---- DATASET CONTENT

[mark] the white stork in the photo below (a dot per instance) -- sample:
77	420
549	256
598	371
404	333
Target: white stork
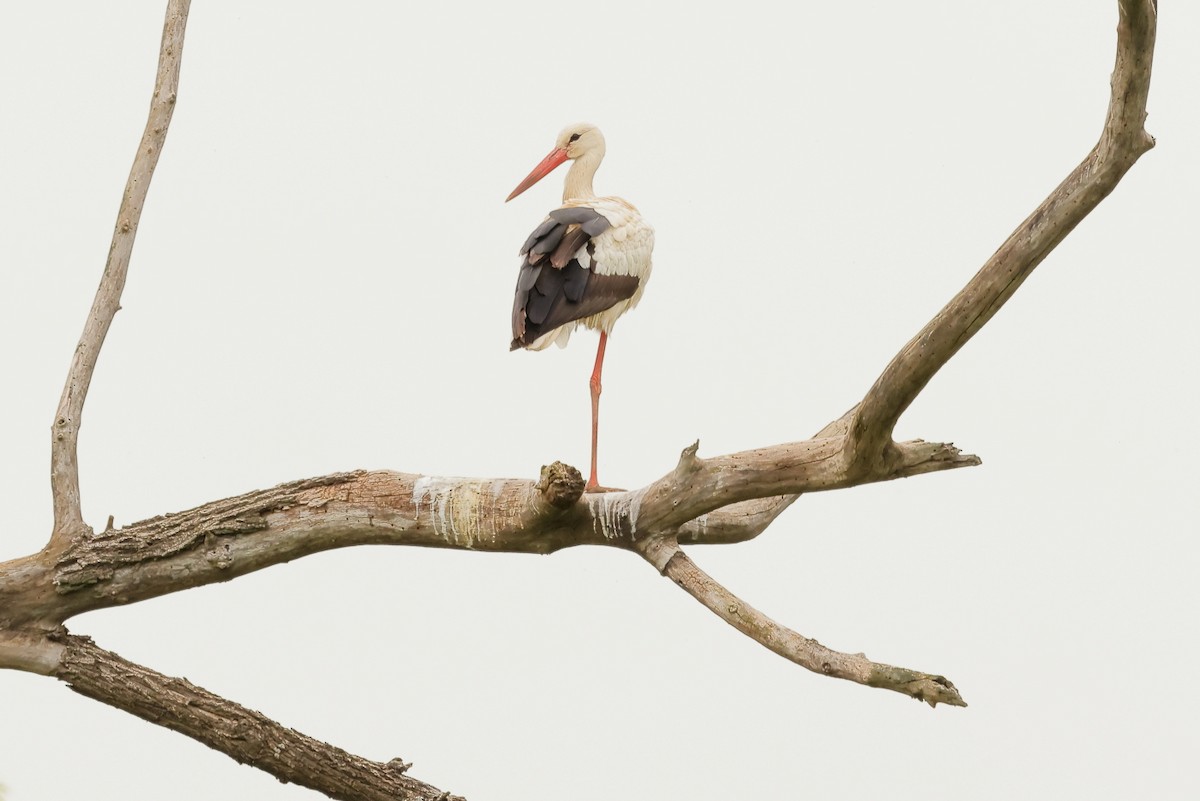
586	264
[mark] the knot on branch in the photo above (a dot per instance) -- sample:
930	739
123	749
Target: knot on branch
561	485
689	462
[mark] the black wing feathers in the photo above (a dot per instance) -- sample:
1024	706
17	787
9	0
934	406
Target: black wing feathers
567	291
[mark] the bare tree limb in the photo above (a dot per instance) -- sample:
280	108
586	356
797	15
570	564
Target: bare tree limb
246	735
721	499
1122	142
809	654
231	537
65	431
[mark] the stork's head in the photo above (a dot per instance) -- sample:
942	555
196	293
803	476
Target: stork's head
580	140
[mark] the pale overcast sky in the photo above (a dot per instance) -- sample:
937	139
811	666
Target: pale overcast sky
323	282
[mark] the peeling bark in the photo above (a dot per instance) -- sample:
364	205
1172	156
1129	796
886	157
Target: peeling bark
702	500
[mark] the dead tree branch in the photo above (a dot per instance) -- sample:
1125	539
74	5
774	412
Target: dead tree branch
246	735
1123	139
65	431
702	500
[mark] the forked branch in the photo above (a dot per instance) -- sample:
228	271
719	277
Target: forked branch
1123	139
721	499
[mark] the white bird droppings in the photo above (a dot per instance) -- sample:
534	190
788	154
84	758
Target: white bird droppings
456	507
610	511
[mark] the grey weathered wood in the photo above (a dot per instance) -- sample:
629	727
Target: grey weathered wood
702	500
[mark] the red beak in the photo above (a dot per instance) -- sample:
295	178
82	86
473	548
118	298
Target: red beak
556	157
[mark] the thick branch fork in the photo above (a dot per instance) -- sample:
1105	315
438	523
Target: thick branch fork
720	500
702	500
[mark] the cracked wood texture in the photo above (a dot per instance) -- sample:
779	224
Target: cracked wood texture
702	500
246	735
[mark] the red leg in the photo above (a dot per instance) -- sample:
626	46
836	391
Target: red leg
593	482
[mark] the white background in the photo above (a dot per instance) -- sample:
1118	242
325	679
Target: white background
323	281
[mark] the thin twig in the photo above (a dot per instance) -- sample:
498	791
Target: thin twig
65	431
809	654
1122	142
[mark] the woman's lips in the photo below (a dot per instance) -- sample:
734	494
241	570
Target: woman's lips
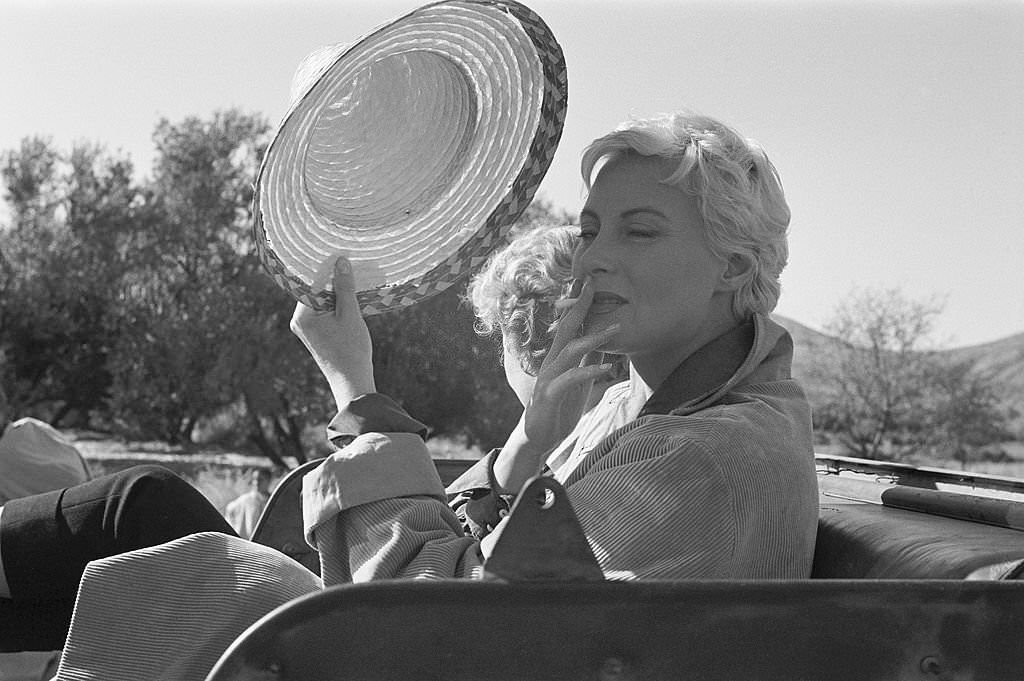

--------

Starting at the line that contains "[mark] the woman's" and ending at the last line of the records, put each line into a JSON list of strings, one string per line, with blank lines and the pictures left out.

[
  "[mark] the woman's lips in the photo below (a dot per instance) -- sample:",
  "734\t494",
  "241\t570",
  "Target: woman's lips"
]